Task goal: Give the data again exactly, from its opening line through the line in which "of the wooden" appears.

Items from a data source:
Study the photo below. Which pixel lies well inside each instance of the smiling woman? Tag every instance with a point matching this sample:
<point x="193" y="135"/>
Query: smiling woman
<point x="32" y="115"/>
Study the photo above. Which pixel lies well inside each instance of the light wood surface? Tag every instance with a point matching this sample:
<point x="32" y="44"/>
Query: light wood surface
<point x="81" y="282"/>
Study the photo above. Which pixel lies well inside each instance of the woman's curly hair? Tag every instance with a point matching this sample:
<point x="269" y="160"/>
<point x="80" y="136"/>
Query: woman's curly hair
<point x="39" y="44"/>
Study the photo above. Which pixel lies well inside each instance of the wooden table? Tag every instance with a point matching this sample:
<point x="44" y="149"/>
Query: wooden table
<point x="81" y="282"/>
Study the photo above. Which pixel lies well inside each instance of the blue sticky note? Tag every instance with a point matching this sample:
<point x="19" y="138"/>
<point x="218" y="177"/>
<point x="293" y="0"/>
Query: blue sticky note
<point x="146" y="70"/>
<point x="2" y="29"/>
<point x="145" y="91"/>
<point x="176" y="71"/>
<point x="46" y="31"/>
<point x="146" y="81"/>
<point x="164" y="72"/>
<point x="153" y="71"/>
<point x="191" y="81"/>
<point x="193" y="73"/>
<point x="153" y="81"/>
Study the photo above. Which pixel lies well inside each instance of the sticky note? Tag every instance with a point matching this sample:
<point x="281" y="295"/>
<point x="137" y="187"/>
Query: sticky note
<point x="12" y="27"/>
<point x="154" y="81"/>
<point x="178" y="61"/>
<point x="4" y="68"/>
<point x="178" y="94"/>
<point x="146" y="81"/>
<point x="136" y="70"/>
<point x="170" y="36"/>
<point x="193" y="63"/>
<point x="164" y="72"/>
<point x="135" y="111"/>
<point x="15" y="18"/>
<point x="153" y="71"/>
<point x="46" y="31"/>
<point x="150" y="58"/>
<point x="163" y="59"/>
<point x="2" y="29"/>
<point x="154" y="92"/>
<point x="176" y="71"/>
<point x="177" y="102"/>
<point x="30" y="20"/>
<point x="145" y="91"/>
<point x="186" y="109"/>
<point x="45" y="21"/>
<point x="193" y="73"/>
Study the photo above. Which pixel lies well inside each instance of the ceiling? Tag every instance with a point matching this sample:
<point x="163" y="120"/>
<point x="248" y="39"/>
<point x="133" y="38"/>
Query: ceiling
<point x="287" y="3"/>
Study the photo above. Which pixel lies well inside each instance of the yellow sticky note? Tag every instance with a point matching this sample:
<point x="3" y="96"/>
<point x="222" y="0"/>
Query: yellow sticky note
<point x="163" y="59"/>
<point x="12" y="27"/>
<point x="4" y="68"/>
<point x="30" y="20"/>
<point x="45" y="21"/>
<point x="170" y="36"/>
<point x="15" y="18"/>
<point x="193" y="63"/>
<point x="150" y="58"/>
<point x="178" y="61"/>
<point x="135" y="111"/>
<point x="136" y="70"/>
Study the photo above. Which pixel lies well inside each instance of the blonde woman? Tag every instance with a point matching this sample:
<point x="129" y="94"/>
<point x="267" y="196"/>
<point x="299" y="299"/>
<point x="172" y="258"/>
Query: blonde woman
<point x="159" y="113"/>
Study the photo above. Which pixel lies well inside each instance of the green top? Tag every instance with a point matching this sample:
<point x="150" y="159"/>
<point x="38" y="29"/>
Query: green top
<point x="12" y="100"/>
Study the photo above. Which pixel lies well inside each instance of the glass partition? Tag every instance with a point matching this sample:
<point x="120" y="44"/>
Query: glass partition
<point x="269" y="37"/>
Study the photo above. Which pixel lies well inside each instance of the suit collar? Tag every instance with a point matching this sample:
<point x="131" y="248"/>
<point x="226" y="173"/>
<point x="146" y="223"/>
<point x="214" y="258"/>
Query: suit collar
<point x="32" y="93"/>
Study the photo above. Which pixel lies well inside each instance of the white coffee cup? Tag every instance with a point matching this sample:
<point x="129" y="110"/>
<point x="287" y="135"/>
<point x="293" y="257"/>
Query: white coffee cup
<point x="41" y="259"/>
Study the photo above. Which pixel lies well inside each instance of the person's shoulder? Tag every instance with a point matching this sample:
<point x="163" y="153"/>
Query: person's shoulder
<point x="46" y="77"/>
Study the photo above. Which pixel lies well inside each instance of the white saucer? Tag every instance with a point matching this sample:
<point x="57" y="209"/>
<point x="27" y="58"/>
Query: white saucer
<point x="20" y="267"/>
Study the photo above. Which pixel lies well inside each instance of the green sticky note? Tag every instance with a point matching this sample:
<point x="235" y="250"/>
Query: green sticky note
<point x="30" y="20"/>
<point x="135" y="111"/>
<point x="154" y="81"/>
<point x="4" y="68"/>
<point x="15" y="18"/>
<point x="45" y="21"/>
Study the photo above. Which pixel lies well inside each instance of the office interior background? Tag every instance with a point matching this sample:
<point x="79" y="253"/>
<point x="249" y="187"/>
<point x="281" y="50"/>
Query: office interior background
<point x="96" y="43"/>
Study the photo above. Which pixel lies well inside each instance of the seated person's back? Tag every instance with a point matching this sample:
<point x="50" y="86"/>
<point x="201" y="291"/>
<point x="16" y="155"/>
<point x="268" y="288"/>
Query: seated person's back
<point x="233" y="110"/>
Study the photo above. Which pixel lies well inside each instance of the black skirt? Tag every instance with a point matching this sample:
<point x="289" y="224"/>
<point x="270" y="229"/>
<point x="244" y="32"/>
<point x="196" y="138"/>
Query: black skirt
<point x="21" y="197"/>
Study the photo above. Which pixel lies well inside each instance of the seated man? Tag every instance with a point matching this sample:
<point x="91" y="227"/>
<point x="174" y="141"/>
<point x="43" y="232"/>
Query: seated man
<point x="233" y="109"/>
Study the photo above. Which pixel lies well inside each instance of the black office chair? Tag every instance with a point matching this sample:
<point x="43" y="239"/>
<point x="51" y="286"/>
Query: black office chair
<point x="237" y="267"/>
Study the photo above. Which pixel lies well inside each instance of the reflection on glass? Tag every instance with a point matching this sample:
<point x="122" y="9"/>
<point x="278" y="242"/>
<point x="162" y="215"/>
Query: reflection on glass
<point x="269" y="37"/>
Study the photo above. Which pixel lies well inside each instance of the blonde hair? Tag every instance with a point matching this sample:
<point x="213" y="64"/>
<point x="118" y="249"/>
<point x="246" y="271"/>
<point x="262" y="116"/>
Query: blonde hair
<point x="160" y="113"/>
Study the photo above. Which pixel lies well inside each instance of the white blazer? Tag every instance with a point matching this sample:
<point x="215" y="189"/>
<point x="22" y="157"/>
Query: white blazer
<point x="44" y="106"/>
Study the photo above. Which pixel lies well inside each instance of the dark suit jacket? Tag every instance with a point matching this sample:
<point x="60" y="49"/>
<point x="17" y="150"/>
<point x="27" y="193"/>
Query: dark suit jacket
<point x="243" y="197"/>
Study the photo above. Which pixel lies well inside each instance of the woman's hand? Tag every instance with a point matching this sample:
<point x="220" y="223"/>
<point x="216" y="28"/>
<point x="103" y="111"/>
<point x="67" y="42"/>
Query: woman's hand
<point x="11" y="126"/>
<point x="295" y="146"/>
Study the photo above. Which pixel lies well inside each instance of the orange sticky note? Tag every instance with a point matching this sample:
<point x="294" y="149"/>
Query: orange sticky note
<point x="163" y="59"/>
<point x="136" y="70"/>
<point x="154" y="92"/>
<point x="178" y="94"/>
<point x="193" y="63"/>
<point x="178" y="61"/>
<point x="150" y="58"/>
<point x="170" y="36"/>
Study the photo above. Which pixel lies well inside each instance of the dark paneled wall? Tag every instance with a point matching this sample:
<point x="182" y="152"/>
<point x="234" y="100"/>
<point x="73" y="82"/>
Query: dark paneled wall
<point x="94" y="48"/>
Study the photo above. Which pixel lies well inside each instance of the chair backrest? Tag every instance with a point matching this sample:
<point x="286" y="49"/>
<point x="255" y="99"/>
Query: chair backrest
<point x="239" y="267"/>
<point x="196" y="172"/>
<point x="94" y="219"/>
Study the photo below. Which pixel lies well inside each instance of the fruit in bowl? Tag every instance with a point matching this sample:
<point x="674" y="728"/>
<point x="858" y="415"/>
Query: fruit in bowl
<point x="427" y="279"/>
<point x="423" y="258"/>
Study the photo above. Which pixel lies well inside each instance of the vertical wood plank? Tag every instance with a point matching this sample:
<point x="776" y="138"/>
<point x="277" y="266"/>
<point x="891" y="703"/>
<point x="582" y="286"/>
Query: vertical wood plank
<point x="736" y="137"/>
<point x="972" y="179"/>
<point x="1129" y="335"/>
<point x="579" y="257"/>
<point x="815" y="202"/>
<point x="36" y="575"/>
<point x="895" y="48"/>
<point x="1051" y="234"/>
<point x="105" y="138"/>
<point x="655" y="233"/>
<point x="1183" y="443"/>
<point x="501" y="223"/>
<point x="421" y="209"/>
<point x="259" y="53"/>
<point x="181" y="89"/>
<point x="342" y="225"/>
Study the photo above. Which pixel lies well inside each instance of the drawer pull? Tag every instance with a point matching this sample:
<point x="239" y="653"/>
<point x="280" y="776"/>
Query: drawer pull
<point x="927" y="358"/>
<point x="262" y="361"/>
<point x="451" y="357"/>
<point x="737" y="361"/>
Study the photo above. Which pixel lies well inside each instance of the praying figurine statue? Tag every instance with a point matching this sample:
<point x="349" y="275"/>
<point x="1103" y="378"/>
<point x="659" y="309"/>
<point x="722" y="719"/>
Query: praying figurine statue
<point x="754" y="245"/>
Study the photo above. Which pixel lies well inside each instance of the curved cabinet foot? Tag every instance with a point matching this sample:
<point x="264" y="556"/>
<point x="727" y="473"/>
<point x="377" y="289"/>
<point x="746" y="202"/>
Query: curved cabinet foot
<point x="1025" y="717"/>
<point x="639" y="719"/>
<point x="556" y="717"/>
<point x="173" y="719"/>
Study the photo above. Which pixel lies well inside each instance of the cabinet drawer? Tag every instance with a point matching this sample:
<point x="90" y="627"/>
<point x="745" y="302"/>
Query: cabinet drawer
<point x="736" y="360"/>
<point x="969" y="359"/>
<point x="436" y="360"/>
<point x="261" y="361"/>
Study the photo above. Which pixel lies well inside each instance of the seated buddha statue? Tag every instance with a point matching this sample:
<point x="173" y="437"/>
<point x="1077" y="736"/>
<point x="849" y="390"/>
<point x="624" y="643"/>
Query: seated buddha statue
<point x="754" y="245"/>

Answer to this task:
Study the photo below. Which pixel lies well inside each instance of the smiling woman? Tag every instance with a point matching this sample:
<point x="193" y="135"/>
Query: smiling woman
<point x="32" y="115"/>
Study the photo above. Which pixel lies well inside each instance of the light wood surface? Tag every instance with a point matching this sample:
<point x="32" y="44"/>
Query: light wood surface
<point x="81" y="282"/>
Study the photo above. Which pixel lies well inside each instance of the woman's curly hair? Tag every instance with a point matching this sample:
<point x="269" y="160"/>
<point x="80" y="136"/>
Query: woman's curly hair
<point x="39" y="44"/>
Study the photo above. Which pixel lies well inside each instance of the wooden table? Tag every instance with a point matching this sample:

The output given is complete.